Segment Open
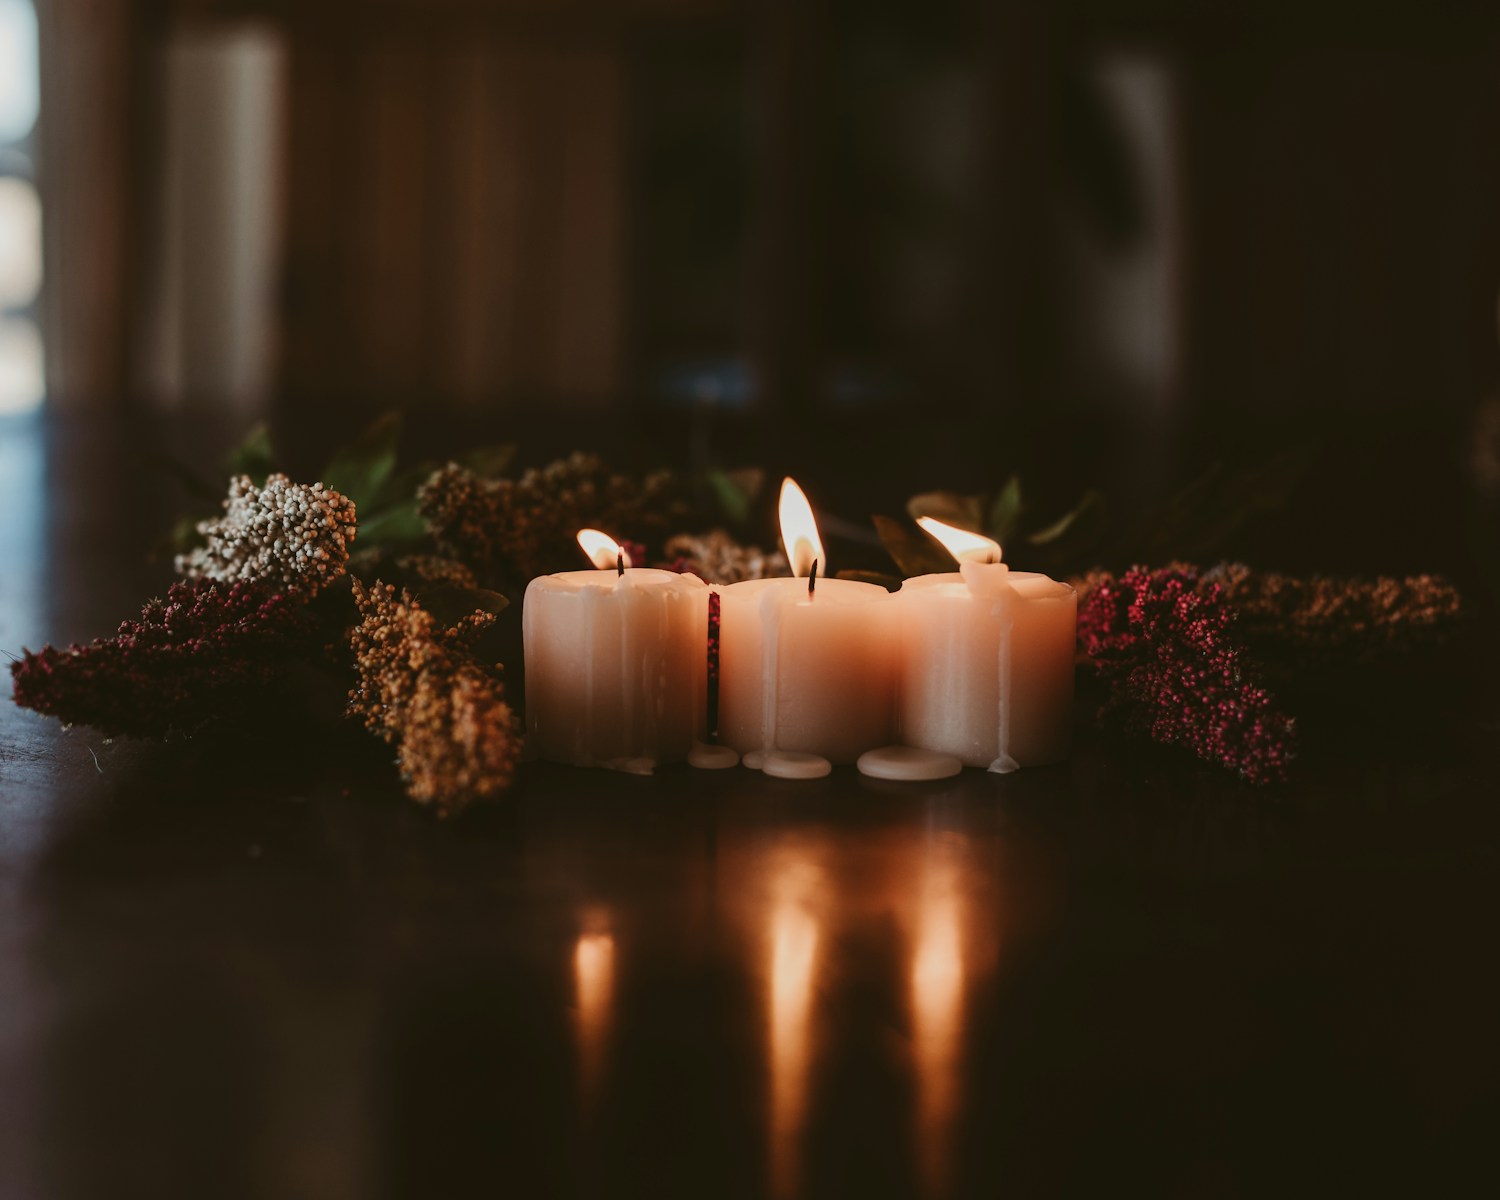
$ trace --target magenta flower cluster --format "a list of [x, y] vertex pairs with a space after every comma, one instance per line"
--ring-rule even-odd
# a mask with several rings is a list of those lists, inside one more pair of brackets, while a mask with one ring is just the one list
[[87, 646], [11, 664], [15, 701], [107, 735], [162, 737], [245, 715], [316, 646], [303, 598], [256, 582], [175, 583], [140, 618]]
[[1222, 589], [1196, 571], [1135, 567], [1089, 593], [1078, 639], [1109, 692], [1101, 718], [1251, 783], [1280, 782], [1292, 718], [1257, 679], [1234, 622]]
Segment Closed
### PROBLEM DESCRIPTION
Please repeat every record exactly, leaving the pictures out.

### EXERCISE RESULT
$ trace --target magenta flower cluster --format "a list of [x, y] vertex pairs with a space after every comma, one instance per line"
--ring-rule even-odd
# a mask with several rings is a list of those lists, inside one more pair of brackets, while a mask with one ring is just the one list
[[87, 646], [11, 664], [15, 701], [107, 735], [162, 737], [245, 715], [316, 646], [303, 598], [256, 582], [175, 583], [140, 618]]
[[1222, 589], [1196, 571], [1135, 567], [1089, 593], [1078, 639], [1109, 692], [1101, 718], [1251, 783], [1280, 782], [1292, 718], [1257, 679], [1234, 622]]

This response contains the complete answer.